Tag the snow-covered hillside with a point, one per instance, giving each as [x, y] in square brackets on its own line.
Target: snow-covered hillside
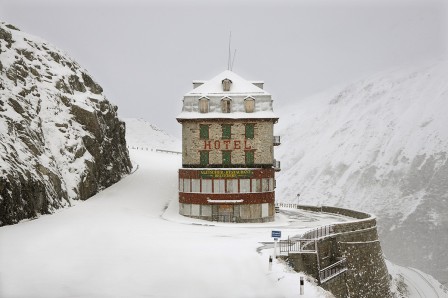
[142, 134]
[378, 145]
[60, 139]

==============================

TASK PROMPT -> Present every line of the listing above as a numbered list, leaving out blank lines and the pictures.

FINAL RESULT ->
1. Tag the snow-covered hillside with a point, one per instance, giving each as [x, y] in square brackets on its own line.
2. Target: snow-covered hillside
3. [142, 134]
4. [378, 145]
5. [60, 139]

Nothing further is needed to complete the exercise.